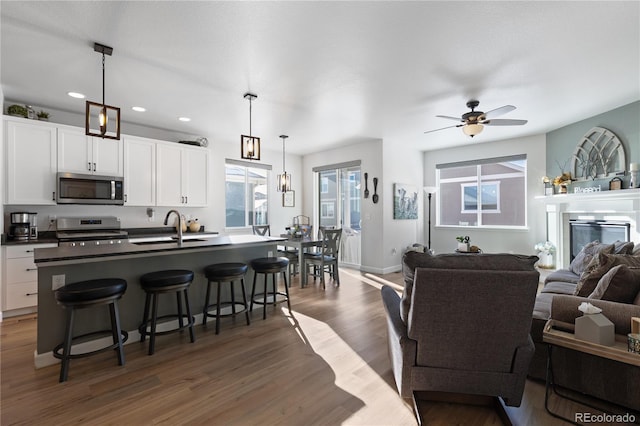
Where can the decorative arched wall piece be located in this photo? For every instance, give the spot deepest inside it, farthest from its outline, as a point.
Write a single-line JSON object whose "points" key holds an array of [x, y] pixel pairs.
{"points": [[599, 154]]}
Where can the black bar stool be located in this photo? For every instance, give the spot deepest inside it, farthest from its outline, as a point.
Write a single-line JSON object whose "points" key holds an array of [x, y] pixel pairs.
{"points": [[219, 273], [86, 294], [270, 265], [169, 281]]}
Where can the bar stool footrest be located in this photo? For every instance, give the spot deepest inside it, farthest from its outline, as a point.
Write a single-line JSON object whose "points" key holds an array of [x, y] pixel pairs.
{"points": [[270, 300], [240, 308], [143, 328], [83, 338]]}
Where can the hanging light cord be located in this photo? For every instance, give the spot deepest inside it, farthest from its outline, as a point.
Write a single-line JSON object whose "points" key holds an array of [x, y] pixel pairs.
{"points": [[250, 116], [284, 169], [103, 103]]}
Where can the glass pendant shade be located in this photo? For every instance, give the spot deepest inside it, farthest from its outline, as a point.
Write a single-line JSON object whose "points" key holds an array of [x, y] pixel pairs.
{"points": [[102, 120], [284, 182], [250, 145], [472, 129], [284, 179]]}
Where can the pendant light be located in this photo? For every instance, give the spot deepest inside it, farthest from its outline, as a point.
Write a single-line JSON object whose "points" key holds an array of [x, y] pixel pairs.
{"points": [[250, 145], [284, 179], [103, 117]]}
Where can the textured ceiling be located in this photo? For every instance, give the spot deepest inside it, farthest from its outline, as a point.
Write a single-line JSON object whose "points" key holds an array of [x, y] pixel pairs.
{"points": [[327, 73]]}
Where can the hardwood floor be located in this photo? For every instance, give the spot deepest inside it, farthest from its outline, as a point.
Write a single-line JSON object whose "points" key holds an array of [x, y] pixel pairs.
{"points": [[326, 364]]}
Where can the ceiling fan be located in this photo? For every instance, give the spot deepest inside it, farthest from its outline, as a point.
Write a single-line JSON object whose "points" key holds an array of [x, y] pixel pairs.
{"points": [[473, 122]]}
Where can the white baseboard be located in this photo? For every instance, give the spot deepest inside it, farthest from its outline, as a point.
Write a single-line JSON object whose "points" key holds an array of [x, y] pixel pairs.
{"points": [[46, 359], [381, 271]]}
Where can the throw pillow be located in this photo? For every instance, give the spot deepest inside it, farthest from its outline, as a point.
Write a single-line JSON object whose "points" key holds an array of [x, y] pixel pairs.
{"points": [[581, 261], [623, 247], [620, 284], [599, 266]]}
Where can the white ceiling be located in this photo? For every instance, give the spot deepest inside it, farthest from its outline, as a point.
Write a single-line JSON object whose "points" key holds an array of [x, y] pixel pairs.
{"points": [[327, 73]]}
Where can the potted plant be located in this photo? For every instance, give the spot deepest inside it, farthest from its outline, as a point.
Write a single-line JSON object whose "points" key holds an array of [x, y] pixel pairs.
{"points": [[17, 111], [463, 243], [545, 253]]}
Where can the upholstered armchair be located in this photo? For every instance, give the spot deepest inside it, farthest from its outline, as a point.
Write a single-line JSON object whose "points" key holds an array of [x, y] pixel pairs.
{"points": [[462, 330]]}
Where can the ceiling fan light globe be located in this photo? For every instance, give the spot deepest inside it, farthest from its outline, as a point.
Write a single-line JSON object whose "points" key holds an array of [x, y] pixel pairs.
{"points": [[472, 129]]}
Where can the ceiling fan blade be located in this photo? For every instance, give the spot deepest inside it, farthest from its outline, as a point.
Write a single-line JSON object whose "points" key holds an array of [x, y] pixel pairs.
{"points": [[442, 128], [499, 111], [503, 122], [448, 117]]}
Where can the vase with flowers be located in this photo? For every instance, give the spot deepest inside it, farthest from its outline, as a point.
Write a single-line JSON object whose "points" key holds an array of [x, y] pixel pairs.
{"points": [[545, 250]]}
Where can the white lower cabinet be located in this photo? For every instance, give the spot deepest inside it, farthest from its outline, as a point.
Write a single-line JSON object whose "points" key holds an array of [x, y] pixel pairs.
{"points": [[20, 289]]}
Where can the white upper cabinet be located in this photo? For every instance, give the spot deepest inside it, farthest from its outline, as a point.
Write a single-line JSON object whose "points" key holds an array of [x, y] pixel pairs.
{"points": [[196, 176], [139, 171], [30, 162], [79, 153], [182, 175]]}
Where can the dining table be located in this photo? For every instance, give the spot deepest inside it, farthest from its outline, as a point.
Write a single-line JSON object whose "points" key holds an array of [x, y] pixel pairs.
{"points": [[302, 245]]}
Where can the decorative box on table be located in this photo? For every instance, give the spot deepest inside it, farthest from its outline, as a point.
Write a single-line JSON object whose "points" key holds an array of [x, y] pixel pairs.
{"points": [[595, 328]]}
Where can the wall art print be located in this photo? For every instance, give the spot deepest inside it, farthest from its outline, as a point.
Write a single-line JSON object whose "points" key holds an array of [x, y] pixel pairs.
{"points": [[405, 201]]}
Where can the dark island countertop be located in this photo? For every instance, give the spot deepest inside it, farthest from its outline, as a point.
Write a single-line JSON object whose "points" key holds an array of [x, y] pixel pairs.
{"points": [[144, 246], [129, 261]]}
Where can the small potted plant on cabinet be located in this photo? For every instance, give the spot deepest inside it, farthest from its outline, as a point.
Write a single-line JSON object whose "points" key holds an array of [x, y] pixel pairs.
{"points": [[17, 111]]}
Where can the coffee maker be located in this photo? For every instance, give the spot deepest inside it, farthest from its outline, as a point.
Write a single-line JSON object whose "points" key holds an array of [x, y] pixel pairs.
{"points": [[33, 226], [24, 226]]}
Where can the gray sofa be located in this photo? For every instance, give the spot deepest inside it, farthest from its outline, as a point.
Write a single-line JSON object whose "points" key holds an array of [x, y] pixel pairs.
{"points": [[462, 324], [564, 290]]}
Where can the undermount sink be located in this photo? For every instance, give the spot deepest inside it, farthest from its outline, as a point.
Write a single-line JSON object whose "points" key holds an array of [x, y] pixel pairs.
{"points": [[164, 239]]}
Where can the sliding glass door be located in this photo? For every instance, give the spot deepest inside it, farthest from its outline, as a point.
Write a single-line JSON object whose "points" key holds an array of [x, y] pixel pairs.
{"points": [[339, 207]]}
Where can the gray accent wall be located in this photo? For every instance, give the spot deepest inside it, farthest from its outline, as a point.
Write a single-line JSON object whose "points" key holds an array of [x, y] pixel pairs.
{"points": [[623, 121]]}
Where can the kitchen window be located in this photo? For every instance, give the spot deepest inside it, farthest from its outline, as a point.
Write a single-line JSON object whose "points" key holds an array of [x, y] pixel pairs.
{"points": [[488, 193], [246, 194]]}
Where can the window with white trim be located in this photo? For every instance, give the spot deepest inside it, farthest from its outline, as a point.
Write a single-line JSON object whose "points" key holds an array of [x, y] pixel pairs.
{"points": [[328, 210], [489, 193], [246, 195]]}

- - - -

• [Exercise requirements] Retype exactly, please, each line from the line that contains "Where can the sliding" through the last line of the entries above, with nothing added.

• [Problem solution]
Where can the sliding glass door be located in this photo? For every instance, give the spot deepest inside it, farthest from its outline, as a point.
Write a single-line JSON object whose "points" key holds an array of [x, y] pixel pairs.
{"points": [[339, 207]]}
Where can the gray accent wall be located in this photo? For every instance, give the spot deepest inside it, farthest from its outline, as a point.
Write a single-line JSON object whose "points" key holds an array of [x, y] pixel pairs.
{"points": [[623, 121]]}
Where can the kitchen window be located in this photo? For every instance, give the spot deepest inside it, farthest from its outline, as a point.
Write a single-line JSON object whose "points" key holds an array of [x, y] pixel pairs.
{"points": [[488, 193], [246, 194]]}
Where can the window with white trim be located in this photo? For every instance, give the spot deepest inside it, farthest from its outline, as a point.
Write a single-line JSON object whose "points" key holds an array of [x, y] pixel pairs.
{"points": [[328, 210], [489, 193], [246, 195]]}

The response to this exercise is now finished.